- [CHALLENGES]
- A) From the worked solution above the records, list every line that begins with the word "On".
- B) Please retype the records below word for word, starting with the line with "Seedling-scouting request: tag the long" and going on through the last line of the records.

- [SELECTED EXCERPT]

::::::

Question

A natural number is greater than twice its square root by 3. Find the number.

Answer 1

Let the number be x. Then, by the given condition,
$$\begin{gathered} x=2\sqrt{x}+3----\left(1\right) \\ \Rightarrow x-3=2\sqrt{x} \end{gathered}$$
On squaring both sides, we get:
(x – 3)² = 4x
$\Rightarrow$x² – 6x + 9 = 4x
$\Rightarrow$x² – 10x + 9 = 0
On splitting the middle term –10x as –x – 9x, we get:
x² – x – 9x + 9 = 0
$\Rightarrow$x(x – 1) – 9(x – 1) = 0
$\Rightarrow$(x – 1)(x – 9) = 0
$\Rightarrow$x – 1 = 0 or x – 9 = 0
$\Rightarrow$x = 1 or x = 9
On substituting x = 1 in both sides of equation (1), we get:
L.H.S. = x = 1
R.H.S. = $2\sqrt{1}+3=2+3=5$
L.H.S. $\ne$ R.H.S. So , x = 1 does not satisfy equation (1).

On substituting x = 9 in both sides of equation (1), we get:
L.H.S. = x = 9
R.H.S. = $2\sqrt{9}+3=6+3=9$
L.H.S. = R.H.S. So , x = 9 satisfies equation (1).
Thus, the required number is 9.

::::::

- [RECORDS PROVIDED]

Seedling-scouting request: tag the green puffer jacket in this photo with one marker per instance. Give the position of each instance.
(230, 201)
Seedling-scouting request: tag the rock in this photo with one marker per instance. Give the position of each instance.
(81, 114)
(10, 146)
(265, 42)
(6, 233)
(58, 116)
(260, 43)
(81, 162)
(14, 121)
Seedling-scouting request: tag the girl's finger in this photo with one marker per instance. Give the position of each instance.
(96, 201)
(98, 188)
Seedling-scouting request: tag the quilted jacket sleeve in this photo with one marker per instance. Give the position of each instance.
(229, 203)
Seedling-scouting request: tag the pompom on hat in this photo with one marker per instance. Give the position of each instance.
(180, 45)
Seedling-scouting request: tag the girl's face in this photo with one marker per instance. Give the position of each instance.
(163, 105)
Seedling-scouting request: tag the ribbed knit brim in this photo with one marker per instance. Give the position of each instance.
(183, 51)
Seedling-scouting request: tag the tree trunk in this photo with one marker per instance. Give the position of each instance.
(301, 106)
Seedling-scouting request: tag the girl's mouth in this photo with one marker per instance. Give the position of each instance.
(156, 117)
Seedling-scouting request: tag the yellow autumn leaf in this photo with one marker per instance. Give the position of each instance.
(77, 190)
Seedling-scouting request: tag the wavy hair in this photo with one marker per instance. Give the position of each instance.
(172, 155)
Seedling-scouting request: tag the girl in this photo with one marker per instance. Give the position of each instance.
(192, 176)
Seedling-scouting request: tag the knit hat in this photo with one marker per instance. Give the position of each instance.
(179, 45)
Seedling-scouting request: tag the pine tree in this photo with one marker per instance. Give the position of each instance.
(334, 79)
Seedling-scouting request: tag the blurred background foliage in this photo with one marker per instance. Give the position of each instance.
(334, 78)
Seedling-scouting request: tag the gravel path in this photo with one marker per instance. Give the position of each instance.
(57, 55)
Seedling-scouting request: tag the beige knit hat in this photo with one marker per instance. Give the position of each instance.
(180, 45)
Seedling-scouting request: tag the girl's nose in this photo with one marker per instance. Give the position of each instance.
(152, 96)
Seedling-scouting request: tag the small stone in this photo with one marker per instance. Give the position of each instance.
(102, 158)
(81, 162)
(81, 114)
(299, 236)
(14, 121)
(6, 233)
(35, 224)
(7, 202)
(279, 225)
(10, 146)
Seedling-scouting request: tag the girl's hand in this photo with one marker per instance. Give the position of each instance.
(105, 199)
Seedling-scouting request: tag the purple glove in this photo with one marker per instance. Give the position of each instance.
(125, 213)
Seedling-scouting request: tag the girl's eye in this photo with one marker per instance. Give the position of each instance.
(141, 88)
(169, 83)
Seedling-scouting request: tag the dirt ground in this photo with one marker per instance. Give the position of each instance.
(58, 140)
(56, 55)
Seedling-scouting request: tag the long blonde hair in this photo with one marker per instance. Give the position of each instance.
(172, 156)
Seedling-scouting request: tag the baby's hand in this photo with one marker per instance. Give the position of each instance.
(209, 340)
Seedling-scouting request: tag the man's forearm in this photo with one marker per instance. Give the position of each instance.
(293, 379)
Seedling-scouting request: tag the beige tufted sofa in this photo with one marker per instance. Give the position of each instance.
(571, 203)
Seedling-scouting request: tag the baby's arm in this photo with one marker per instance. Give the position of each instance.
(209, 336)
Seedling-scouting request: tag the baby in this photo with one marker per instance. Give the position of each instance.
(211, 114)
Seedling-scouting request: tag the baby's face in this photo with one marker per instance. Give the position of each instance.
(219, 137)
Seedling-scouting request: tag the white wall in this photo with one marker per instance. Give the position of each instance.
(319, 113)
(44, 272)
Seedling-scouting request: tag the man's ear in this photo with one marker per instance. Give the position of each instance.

::::::

- [TASK-BY-TASK RESULTS]
- A)
- On squaring both sides, we get:
- On splitting the middle term –10x as –x – 9x, we get:
- On substituting x = 1 in both sides of equation (1), we get:
- On substituting x = 9 in both sides of equation (1), we get:

- B)
Seedling-scouting request: tag the long blonde hair in this photo with one marker per instance. Give the position of each instance.
(172, 156)
Seedling-scouting request: tag the baby's hand in this photo with one marker per instance. Give the position of each instance.
(209, 340)
Seedling-scouting request: tag the man's forearm in this photo with one marker per instance. Give the position of each instance.
(293, 379)
Seedling-scouting request: tag the beige tufted sofa in this photo with one marker per instance. Give the position of each instance.
(571, 203)
Seedling-scouting request: tag the baby's arm in this photo with one marker per instance. Give the position of each instance.
(209, 336)
Seedling-scouting request: tag the baby in this photo with one marker per instance. Give the position of each instance.
(211, 114)
Seedling-scouting request: tag the baby's face in this photo with one marker per instance. Give the position of each instance.
(219, 137)
Seedling-scouting request: tag the white wall in this photo with one marker per instance. Give the position of each instance.
(319, 113)
(44, 272)
Seedling-scouting request: tag the man's ear in this photo with one marker per instance. Give the position of each instance.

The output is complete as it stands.